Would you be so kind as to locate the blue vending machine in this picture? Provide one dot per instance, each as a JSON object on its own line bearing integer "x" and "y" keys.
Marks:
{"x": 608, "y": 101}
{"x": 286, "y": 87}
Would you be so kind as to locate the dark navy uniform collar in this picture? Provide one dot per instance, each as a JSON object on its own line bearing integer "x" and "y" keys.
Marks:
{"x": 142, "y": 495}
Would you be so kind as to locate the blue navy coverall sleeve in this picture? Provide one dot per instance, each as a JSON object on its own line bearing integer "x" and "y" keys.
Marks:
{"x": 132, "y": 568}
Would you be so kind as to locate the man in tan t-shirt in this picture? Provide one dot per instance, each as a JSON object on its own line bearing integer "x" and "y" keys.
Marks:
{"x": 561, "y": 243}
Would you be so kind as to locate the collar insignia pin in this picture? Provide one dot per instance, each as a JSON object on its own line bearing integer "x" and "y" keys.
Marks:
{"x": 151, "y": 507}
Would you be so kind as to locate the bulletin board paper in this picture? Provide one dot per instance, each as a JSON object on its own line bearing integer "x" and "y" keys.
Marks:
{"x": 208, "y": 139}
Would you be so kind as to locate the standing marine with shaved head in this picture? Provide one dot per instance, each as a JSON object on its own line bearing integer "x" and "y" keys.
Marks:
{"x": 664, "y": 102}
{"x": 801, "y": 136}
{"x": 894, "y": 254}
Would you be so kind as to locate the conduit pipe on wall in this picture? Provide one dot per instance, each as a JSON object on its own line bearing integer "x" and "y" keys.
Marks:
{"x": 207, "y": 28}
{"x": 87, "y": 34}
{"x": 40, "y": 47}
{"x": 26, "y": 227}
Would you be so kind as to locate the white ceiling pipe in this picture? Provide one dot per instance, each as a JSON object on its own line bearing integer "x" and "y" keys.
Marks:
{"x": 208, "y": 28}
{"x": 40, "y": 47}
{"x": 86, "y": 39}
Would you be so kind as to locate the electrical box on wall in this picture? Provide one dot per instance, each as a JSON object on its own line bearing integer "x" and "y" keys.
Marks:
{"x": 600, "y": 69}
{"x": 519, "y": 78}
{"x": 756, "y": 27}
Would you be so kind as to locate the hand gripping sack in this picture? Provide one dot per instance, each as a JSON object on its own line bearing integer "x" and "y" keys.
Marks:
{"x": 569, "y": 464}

■ **What is asked**: Copy out the lines of the listing above, word for word, starting at the line with "Would you be so kind as to locate the hand" and running through the end of the listing.

■ **Expected answer**:
Would you be so kind as to locate the hand gripping sack in this picture? Provide one dot per instance, each as a JSON object on its own line bearing integer "x" and "y" keys.
Marks:
{"x": 569, "y": 464}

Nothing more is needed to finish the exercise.